■ WORK INSTRUCTIONS:
Transcribe all records verbatim.
**** AVAILABLE DATA
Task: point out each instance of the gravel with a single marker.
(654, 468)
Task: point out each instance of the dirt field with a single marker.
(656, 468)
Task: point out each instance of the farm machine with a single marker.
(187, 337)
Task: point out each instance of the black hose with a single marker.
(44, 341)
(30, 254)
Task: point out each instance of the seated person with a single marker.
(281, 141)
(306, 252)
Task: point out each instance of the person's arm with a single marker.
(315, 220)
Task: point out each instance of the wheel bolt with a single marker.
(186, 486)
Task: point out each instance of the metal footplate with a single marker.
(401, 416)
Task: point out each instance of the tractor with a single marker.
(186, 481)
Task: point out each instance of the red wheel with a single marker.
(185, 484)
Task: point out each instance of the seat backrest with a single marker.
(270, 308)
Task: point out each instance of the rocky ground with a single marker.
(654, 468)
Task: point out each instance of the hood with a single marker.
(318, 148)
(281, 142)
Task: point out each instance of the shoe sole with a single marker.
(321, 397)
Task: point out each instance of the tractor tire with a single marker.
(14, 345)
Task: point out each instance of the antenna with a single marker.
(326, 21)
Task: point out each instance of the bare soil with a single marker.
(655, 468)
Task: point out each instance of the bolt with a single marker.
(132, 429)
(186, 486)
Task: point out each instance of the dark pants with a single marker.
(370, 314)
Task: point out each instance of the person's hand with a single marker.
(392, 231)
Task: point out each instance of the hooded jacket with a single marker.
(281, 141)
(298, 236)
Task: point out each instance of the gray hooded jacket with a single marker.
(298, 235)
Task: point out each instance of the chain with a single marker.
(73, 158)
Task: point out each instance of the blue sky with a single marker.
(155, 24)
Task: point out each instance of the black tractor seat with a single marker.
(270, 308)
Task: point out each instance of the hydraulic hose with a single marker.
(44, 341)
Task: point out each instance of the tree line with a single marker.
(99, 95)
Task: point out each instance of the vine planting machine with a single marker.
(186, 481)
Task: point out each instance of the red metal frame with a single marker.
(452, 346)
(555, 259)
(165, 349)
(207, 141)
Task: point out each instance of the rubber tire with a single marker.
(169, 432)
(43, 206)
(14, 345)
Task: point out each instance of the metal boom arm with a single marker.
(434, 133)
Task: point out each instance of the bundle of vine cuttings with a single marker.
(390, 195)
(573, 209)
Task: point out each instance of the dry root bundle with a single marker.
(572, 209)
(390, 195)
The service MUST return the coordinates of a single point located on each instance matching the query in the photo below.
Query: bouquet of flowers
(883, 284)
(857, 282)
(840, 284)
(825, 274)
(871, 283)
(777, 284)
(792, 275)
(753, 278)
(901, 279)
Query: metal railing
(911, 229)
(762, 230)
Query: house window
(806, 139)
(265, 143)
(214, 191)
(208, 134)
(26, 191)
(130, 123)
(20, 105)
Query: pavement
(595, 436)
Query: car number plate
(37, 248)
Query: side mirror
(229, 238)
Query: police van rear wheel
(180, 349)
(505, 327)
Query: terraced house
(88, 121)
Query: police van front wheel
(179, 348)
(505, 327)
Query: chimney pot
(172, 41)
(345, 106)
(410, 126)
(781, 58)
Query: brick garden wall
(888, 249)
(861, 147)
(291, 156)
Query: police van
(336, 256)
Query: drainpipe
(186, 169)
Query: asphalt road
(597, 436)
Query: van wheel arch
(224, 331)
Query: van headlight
********
■ OUTPUT OF THE EXERCISE:
Task: point out each instance of the gravel with a single marker.
(654, 468)
Task: point out each instance of the dirt field with a single marker.
(656, 468)
Task: point out each instance of the farm machine with a single marker.
(187, 337)
Task: point out each instance of the black hose with a single marker.
(44, 341)
(30, 254)
Task: point out each instance of the seated person with a single marker.
(281, 141)
(306, 252)
Task: point out each instance of the person's arm with a single marker.
(315, 220)
Task: point out each instance of the wheel bolt with a single marker.
(186, 486)
Task: point out each instance of the metal footplate with a single marker.
(401, 416)
Task: point out each instance of the tractor with a single marker.
(186, 481)
Task: point out each instance of the red wheel with a single marker.
(185, 484)
Task: point out each instance of the seat backrest with a single marker.
(270, 308)
Task: point out each instance of the rocky ground with a single marker.
(654, 468)
Task: point out each instance of the hood with a single marker.
(318, 148)
(281, 142)
Task: point out each instance of the shoe sole with a single marker.
(321, 397)
Task: point out each instance of the tractor tire with a single marker.
(14, 345)
Task: point out each instance of the antenna with a single marker.
(326, 21)
Task: point out each instance of the bare soil with a single marker.
(655, 468)
Task: point out each instance of the bolt with a single marker.
(132, 429)
(186, 486)
Task: point out each instance of the dark pants with a single marker.
(370, 314)
Task: point out each instance of the person's hand with a single marker.
(392, 231)
Task: point out each instance of the hooded jacket with a single marker.
(281, 141)
(298, 236)
Task: point out each instance of the gray hooded jacket with a single marker.
(298, 235)
Task: point out each instance of the chain with a single marker.
(73, 158)
Task: point out each instance of the blue sky with a single marker.
(155, 24)
Task: point out each instance of the black tractor seat with a single marker.
(270, 308)
Task: point out each instance of the hydraulic hose with a single marker.
(44, 341)
Task: point out each instance of the tree line with a single marker.
(99, 95)
Task: point out each instance of the vine planting machine with a single marker.
(186, 481)
Task: point out each instance of the red metal frame with a single marker.
(452, 346)
(555, 259)
(165, 349)
(207, 141)
Task: point out each instance of the rubber tire with a single marker.
(169, 432)
(43, 206)
(14, 345)
Task: point out each instance of the metal boom arm with a single marker.
(434, 133)
Task: point out each instance of the bundle of vine cuttings with a single marker.
(390, 195)
(573, 209)
Task: point out each instance of the dry root bundle with a single marker.
(572, 209)
(390, 195)
The service MUST return the coordinates of a single point located on each instance matching the query in the photo below.
Query: bouquet of flowers
(883, 284)
(857, 282)
(840, 284)
(825, 274)
(871, 283)
(777, 284)
(792, 275)
(753, 278)
(901, 279)
Query: metal railing
(911, 229)
(762, 230)
Query: house window
(806, 139)
(265, 143)
(214, 191)
(208, 134)
(26, 191)
(130, 123)
(20, 105)
Query: pavement
(595, 436)
Query: car number plate
(37, 248)
Query: side mirror
(229, 238)
Query: police van rear wheel
(180, 349)
(505, 327)
Query: terraced house
(88, 121)
Query: police van front wheel
(179, 348)
(505, 327)
Query: chimney pot
(172, 41)
(345, 106)
(410, 126)
(781, 58)
Query: brick garden wall
(888, 249)
(861, 147)
(291, 156)
Query: police van
(336, 256)
Query: drainpipe
(186, 169)
Query: asphalt road
(597, 436)
Query: van wheel arch
(224, 331)
Query: van headlight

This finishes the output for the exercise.